§ Assignment 1:
Answer these questions from the article on Railtown Brewing Co.:
(a) At what address is the brewery's current location?
(b) Which of Railtown's brews gives the cafe its name?
(c) What does Railtown currently produce in its former space?
§ Assignment 2:
Reproduce the passage of the article on Railtown Brewing Co., starting with "DUTTON — Opening" and going on through "Mooed milk stout.".

§ Document text:
DUTTON — Opening a business in arguably the hardest hit industry of the COVID-19 pandemic era doesn’t seem like a promising concept on paper, but Justin Buiter and his team at Railtown Brewing Co. are leveraging special circumstances to do exactly that.
The Dutton-based brewery and brewpub announced this week that it plans to open the Good Mooed Cafe in space it previously occupied before building at its current location at 3595 68th St.
The cafe’s namesake comes from one of Railtown’s signature brews, the Good Mooed milk stout.
“It’s definitely a calculated risk like a lot of things are right now,” said Buiter, co-founder of Railtown. “It’s a business concept that we had tossed around for several years at this point and going through the last shutdown really allowed us to focus in on that and really do what we wanted to do.”
Buiter isn’t starting from square one, though. Railtown’s lease on its former space, which is located next door in a strip mall, is still active. The brewery renewed it at the beginning of 2020 to utilize the additional parking for its new facility, which lacked sufficient onsite parking.
Railtown currently uses the space for wine and cider production. The facility also houses a walk-in cooler where the brewery stores beer.
“We really needed to diversify our offering in order to better handle this situation in the future and at the same time find a business where we could utilize our staff and the knowledge we gained from being in the food industry for a couple years,” Buiter said. “Obviously we had the overhead and the space over there, so utilizing it and monetizing it just made sense for us.”

§ Data under study:
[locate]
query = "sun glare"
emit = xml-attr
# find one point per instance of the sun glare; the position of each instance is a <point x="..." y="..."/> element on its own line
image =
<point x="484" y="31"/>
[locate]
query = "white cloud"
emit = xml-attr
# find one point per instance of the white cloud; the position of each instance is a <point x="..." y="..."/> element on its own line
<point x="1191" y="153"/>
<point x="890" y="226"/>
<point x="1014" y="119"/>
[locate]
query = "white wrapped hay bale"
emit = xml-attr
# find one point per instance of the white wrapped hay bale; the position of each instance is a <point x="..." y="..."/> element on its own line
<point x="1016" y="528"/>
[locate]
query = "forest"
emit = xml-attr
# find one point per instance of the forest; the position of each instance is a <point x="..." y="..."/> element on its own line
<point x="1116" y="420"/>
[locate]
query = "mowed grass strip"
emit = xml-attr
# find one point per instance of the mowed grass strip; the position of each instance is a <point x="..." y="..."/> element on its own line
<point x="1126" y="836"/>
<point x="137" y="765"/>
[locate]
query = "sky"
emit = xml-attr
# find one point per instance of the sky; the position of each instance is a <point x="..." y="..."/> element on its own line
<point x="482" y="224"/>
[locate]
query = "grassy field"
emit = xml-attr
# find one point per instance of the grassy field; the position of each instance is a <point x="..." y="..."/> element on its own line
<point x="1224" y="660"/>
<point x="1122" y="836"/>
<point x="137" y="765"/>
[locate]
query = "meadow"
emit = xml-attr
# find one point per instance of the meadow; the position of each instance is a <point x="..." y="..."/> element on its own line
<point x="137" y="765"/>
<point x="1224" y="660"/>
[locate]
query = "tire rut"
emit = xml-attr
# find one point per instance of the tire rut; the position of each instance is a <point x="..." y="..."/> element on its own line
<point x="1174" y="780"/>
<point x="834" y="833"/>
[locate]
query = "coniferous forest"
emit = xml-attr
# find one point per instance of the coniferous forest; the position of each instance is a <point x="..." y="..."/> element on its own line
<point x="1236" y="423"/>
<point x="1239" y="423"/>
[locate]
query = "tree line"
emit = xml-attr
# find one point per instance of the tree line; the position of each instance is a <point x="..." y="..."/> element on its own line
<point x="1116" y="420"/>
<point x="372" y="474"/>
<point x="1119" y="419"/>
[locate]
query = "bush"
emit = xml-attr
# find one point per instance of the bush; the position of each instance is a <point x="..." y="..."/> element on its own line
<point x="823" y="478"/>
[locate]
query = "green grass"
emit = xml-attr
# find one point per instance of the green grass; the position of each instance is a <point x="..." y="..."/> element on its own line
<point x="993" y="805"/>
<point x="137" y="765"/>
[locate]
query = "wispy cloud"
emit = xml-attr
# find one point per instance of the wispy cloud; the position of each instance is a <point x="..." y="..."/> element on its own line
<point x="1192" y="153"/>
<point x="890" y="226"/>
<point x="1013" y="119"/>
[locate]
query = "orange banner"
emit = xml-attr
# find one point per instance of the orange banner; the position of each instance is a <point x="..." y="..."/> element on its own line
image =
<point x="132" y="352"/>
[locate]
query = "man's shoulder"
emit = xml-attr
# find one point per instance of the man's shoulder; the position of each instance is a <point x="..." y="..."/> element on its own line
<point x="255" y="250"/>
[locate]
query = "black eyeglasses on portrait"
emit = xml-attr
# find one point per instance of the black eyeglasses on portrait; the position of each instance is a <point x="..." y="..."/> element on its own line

§ Answer space 1:
(a) 3595 68th St.
(b) The Good Mooed milk stout.
(c) Wine and cider.

§ Answer space 2:
DUTTON — Opening a business in arguably the hardest hit industry of the COVID-19 pandemic era doesn’t seem like a promising concept on paper, but Justin Buiter and his team at Railtown Brewing Co. are leveraging special circumstances to do exactly that.
The Dutton-based brewery and brewpub announced this week that it plans to open the Good Mooed Cafe in space it previously occupied before building at its current location at 3595 68th St.
The cafe’s namesake comes from one of Railtown’s signature brews, the Good Mooed milk stout.